◆ TEXT BLOCK
....

7. What does it take to do well writing on the Internet? It helps to have news of interest to report, of course, and to have commentary based on it. I also think it helps to be a little obsessive, to be able to return to the same subject with something new to say, to revisit it from a different angle. I think of Minnesota Fifth District Rep. Keith Ellison, NEH Chairman Jim Leach, (Don’t Leave it to) Emanuel Cleaver, and so on. (The Star Tribune is in a category unto itself.)
What do these folks have in common? They are frauds, all of them. I am grateful to all our readers, but especially those who stuck with me through the series devoted to these subjects.
8. Power Line has opened so many doors for us it’s hard to count them all. We have made a lot of friends we would never have made without the site. I am grateful.
9. I have found writing for the site every day to be an effective and inexpensive form of anger management therapy.
10. More gratitude: I am so grateful to John for asking me along for the ride over the last ten years. After we had been up for a couple of months, John had the idea of asking his college friend and debate partner, Paul Mirengoff, to join us. Great idea, John! Thanks to Paul and to Steve Hayward, who joined us last year, for everything they have contributed to the success of the site. Our publisher Joe Malchow has helped us survive death-defying catastrophes and improved the site technically to the point where, after 10 years, we are doing better than ever.

....

◆ ASSIGNMENT
Please answer these questions using the reflections on Power Line above.
(a) What was Paul Mirengoff's relationship to John before he joined the site?
(b) What has writing for the site every day proved to be?
(c) Who joined the site last year?

....

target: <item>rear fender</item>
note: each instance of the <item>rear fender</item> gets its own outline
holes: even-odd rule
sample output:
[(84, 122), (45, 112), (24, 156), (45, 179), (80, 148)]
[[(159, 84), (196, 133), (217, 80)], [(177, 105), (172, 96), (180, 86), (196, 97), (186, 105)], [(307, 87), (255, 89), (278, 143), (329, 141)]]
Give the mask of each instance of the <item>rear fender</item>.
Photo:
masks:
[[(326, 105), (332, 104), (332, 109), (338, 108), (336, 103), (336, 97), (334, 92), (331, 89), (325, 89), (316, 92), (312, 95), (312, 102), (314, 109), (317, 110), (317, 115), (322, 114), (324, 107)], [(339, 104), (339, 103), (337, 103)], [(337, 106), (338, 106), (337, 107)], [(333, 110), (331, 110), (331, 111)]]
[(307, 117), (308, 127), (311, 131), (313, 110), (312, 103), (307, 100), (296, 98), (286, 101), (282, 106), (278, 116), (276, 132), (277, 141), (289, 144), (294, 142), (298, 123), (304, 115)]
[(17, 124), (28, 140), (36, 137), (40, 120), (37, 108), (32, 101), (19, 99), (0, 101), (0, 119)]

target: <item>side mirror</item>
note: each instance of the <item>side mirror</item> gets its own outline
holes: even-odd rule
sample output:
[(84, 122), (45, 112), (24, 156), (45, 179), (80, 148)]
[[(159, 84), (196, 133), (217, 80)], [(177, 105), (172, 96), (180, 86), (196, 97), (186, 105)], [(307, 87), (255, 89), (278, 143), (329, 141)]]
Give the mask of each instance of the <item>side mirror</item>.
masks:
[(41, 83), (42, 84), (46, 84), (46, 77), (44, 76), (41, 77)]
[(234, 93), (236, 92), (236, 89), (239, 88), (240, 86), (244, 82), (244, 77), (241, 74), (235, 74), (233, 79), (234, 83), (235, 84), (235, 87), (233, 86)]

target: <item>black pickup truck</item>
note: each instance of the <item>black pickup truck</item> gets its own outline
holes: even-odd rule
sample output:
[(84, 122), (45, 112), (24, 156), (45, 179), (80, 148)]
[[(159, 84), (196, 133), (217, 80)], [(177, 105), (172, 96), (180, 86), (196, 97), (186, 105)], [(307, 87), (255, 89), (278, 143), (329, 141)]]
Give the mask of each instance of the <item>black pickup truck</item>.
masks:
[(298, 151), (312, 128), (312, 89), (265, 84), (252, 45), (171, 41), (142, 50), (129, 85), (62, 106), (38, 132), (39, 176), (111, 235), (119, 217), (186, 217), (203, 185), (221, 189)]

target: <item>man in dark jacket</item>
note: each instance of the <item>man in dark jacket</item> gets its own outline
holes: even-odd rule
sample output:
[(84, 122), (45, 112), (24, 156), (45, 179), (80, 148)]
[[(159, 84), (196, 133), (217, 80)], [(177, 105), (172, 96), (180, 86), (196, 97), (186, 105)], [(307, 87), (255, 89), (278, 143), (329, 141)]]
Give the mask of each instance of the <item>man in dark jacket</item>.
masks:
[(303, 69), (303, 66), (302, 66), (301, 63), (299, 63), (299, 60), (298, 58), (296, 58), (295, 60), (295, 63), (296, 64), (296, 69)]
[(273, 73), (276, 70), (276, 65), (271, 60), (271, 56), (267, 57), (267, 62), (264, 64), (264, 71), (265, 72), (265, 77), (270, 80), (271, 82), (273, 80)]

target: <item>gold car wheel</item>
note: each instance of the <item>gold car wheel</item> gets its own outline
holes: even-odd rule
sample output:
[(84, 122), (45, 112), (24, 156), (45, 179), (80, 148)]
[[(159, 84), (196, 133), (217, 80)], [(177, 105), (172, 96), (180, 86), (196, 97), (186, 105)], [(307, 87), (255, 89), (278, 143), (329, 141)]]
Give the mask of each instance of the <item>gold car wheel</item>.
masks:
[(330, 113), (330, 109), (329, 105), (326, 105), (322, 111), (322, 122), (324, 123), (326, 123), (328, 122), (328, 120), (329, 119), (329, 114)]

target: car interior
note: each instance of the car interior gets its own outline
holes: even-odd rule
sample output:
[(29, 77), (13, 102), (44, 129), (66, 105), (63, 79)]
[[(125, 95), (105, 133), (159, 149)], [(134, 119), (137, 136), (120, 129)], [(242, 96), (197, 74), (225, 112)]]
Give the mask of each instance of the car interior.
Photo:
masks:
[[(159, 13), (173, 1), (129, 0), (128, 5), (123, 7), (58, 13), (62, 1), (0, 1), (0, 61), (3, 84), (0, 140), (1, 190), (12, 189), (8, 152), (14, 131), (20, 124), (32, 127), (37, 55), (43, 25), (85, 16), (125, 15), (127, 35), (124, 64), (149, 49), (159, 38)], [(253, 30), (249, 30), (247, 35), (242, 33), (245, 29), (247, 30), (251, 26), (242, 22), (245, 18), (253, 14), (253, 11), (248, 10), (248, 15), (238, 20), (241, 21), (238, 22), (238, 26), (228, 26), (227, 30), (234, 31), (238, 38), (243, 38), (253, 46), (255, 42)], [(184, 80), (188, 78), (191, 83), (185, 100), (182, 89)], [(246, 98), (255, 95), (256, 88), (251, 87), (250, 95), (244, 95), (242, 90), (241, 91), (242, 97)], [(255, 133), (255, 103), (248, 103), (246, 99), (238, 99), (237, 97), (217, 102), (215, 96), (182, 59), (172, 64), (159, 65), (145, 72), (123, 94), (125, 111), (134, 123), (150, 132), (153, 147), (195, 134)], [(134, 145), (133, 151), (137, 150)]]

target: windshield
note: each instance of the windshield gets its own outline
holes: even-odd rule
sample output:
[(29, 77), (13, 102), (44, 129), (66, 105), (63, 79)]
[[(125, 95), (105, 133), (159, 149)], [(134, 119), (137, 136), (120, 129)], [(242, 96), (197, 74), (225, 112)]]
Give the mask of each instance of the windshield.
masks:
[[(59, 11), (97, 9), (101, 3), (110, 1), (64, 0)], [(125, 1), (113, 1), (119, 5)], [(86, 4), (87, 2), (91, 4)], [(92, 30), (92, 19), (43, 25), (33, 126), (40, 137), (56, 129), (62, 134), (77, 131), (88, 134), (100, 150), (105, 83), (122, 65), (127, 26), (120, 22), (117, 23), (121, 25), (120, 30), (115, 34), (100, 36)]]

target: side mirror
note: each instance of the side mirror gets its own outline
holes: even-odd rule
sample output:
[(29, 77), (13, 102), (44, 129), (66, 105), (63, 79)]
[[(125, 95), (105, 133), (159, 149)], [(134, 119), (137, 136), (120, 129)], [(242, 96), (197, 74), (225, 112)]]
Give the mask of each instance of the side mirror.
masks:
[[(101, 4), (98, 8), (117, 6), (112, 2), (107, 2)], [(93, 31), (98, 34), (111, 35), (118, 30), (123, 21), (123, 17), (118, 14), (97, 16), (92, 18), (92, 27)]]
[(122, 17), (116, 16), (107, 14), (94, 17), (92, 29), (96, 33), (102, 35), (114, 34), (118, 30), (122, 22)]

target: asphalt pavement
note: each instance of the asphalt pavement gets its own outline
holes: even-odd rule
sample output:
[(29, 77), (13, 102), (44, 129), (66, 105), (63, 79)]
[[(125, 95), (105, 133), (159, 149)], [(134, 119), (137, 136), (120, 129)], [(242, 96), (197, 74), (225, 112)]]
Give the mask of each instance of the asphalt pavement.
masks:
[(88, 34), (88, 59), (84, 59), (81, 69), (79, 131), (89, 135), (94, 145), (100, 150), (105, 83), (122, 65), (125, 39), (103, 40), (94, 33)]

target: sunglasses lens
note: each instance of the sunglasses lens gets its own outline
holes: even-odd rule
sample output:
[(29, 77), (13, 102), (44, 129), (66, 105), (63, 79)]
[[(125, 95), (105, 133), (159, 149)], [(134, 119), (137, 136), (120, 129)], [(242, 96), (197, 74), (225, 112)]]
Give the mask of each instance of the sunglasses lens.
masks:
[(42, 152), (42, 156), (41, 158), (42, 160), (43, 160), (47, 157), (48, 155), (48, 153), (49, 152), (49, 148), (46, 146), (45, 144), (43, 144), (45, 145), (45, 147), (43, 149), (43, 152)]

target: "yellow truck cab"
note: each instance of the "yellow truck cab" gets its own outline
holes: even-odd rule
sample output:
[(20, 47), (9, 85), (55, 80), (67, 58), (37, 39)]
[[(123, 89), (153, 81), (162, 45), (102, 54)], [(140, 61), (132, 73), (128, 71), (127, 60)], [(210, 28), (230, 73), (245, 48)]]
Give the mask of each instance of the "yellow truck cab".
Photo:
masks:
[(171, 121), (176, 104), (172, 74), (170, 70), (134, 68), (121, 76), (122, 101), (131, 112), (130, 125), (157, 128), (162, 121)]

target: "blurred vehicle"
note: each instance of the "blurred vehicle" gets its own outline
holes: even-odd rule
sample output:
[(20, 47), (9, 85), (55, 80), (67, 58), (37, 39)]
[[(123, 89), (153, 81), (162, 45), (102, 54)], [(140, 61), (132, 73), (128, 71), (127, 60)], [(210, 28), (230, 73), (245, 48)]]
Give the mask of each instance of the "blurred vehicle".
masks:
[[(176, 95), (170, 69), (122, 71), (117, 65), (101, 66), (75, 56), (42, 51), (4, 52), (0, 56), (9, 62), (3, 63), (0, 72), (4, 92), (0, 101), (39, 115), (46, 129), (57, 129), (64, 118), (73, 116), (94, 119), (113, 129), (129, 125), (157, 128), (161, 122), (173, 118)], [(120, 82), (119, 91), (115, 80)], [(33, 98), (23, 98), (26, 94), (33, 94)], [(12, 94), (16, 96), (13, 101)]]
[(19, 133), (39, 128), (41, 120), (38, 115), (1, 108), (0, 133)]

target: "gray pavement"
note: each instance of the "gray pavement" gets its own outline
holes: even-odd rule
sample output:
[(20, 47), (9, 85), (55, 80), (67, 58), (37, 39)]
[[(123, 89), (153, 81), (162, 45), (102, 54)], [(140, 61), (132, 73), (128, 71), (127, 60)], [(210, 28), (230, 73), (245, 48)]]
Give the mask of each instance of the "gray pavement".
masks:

....

◆ REPLY TO THE EXERCISE
(a) He was John's college friend and debate partner.
(b) An effective and inexpensive form of anger management therapy.
(c) Steve Hayward.